● Work required: Your reply should be a single number, the count of lines in the records that contain the string "girl".

Dataset entries
[Start of section]
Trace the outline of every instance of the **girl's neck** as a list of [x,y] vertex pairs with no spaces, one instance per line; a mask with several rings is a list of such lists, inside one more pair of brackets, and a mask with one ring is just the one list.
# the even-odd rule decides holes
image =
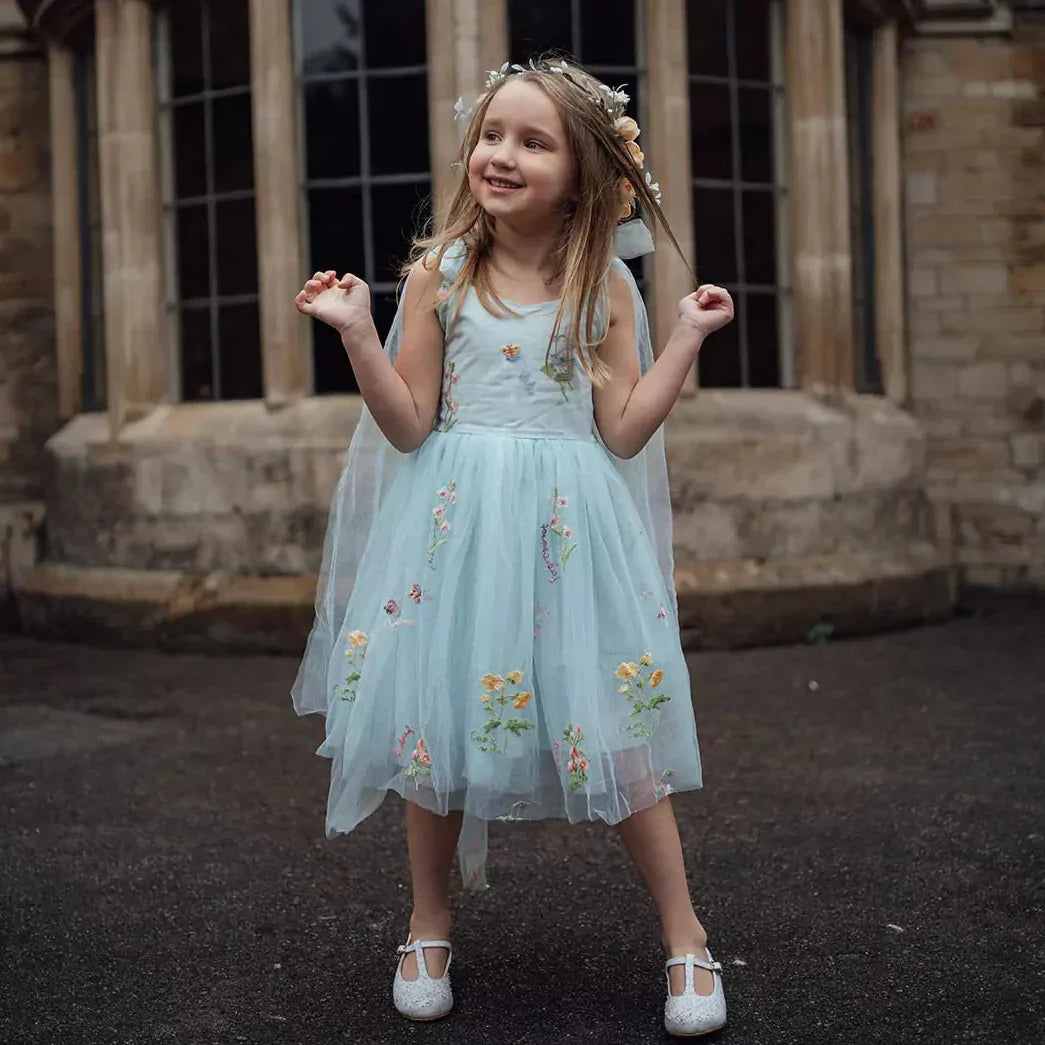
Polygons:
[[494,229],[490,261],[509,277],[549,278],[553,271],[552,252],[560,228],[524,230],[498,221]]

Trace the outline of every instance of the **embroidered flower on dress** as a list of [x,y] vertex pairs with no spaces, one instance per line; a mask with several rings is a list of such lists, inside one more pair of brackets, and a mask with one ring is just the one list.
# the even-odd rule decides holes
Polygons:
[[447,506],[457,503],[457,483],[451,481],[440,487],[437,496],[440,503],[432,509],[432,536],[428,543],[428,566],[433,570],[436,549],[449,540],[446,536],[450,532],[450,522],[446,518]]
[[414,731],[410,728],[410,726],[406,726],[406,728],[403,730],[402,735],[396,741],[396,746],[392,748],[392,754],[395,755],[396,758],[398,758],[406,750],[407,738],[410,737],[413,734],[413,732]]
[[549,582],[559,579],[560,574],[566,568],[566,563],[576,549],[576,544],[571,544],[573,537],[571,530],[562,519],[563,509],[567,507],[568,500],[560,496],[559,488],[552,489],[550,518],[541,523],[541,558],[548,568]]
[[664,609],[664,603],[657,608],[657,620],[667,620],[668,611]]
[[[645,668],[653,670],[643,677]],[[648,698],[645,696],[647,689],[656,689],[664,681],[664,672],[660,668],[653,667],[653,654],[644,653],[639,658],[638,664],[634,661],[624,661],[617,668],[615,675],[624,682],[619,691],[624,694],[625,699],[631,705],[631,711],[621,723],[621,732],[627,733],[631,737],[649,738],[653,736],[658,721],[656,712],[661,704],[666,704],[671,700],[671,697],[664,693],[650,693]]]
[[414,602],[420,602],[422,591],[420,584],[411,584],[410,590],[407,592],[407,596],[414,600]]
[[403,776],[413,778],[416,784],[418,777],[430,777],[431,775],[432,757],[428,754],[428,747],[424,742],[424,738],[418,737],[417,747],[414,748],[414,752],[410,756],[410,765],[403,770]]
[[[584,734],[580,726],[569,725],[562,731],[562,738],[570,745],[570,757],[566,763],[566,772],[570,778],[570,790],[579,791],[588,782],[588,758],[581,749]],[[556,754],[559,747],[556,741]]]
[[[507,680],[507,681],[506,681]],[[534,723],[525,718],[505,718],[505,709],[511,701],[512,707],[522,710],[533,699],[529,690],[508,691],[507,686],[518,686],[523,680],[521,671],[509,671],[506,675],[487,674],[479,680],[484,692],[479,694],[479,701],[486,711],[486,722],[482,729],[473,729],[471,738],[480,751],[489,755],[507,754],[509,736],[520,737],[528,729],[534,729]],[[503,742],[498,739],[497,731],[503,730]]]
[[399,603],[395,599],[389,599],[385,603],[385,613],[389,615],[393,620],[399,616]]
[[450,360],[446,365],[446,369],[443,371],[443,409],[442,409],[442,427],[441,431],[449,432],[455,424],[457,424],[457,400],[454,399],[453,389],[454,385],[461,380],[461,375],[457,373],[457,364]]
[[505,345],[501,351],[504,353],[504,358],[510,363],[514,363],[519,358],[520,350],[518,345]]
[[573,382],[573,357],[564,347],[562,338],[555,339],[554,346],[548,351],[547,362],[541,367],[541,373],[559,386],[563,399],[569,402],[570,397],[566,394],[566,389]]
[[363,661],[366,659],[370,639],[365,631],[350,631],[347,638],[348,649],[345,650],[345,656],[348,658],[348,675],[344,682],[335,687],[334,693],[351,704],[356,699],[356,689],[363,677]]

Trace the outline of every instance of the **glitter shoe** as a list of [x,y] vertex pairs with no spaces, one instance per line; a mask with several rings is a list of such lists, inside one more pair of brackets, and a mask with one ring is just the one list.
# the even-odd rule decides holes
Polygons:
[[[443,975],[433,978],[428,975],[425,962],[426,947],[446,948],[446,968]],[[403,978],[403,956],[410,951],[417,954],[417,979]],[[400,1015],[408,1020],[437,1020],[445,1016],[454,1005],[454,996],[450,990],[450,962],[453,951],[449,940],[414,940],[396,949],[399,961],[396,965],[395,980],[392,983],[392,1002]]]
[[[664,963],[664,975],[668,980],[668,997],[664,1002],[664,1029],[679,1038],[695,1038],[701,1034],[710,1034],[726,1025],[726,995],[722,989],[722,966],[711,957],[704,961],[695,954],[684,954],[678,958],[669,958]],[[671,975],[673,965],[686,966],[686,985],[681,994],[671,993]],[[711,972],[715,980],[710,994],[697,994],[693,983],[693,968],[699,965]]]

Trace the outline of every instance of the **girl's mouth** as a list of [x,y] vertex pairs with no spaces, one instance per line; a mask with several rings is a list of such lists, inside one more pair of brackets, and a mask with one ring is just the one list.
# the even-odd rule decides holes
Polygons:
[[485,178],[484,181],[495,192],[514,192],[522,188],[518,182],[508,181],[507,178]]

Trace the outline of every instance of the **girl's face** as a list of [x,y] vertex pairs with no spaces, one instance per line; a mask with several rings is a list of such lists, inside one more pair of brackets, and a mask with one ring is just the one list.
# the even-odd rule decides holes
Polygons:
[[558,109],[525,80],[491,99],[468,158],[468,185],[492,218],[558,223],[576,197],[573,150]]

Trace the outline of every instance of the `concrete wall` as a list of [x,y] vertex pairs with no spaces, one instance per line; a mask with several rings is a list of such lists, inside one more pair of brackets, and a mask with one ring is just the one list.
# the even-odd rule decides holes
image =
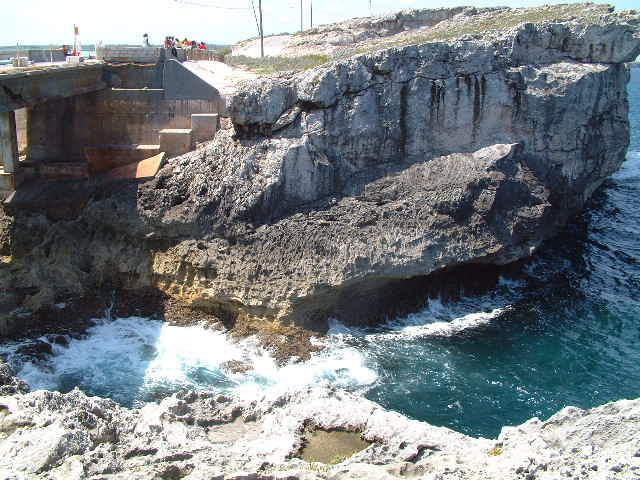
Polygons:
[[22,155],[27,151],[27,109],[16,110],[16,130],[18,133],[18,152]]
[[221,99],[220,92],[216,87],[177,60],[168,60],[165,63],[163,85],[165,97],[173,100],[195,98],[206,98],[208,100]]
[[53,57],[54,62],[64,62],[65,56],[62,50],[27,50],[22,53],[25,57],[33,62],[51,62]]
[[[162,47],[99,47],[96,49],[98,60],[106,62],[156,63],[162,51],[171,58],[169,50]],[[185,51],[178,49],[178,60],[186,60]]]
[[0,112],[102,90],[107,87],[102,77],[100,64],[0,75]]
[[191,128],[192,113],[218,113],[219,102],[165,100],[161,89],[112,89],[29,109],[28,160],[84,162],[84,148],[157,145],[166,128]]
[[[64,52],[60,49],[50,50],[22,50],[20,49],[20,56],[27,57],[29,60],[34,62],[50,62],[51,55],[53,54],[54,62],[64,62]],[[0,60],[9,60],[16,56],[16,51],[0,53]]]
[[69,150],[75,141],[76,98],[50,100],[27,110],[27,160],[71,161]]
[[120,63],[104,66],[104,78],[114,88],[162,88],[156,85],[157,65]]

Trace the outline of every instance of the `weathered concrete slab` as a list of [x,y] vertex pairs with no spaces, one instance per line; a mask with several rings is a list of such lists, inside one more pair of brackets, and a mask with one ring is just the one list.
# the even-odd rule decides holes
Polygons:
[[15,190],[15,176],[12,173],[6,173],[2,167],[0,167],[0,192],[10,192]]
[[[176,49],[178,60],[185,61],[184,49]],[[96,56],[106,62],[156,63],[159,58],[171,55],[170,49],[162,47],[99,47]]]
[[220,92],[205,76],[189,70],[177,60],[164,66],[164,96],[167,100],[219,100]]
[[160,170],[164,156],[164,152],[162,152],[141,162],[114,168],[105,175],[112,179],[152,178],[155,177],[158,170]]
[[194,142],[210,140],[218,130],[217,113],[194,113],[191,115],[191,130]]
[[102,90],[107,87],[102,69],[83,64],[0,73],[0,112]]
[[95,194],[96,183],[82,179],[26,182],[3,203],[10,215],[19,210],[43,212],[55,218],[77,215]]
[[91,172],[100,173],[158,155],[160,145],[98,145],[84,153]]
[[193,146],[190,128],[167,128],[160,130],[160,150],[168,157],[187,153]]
[End of section]
[Start of section]
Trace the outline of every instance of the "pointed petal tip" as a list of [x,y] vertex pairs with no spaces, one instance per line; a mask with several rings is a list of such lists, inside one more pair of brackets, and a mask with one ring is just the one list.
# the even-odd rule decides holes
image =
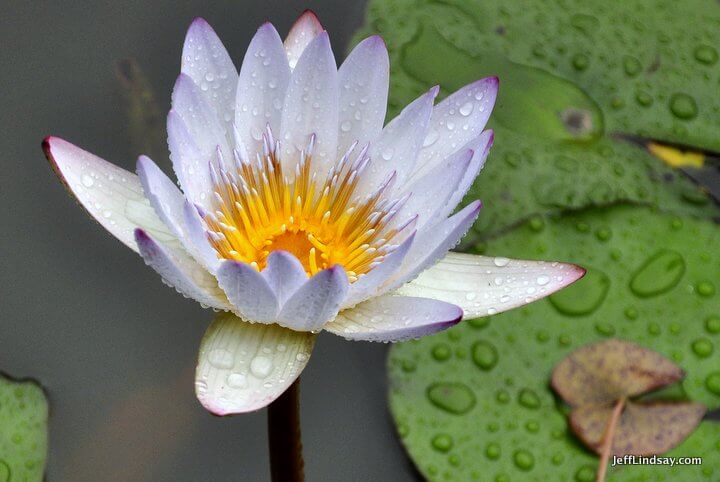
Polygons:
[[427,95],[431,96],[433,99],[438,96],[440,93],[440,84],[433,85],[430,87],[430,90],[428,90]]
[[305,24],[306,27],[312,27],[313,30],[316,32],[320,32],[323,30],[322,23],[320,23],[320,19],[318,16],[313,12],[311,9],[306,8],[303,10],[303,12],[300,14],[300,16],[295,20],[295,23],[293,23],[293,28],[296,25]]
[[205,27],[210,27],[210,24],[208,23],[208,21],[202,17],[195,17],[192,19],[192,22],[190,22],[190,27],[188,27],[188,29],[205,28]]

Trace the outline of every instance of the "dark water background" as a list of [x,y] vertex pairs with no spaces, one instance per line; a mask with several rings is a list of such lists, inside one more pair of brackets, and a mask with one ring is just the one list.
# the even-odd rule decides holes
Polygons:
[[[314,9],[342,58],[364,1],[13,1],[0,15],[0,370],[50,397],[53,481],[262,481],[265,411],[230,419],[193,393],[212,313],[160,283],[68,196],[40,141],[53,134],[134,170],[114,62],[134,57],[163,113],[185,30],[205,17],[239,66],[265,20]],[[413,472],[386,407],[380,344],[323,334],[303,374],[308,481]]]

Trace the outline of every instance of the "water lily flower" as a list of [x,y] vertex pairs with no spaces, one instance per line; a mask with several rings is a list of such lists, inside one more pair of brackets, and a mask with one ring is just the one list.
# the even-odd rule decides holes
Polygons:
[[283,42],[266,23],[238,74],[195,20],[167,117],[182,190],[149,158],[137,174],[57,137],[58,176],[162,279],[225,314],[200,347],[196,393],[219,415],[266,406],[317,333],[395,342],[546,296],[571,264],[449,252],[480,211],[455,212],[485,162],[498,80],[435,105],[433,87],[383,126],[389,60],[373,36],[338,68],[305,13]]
[End of section]
● Result: 3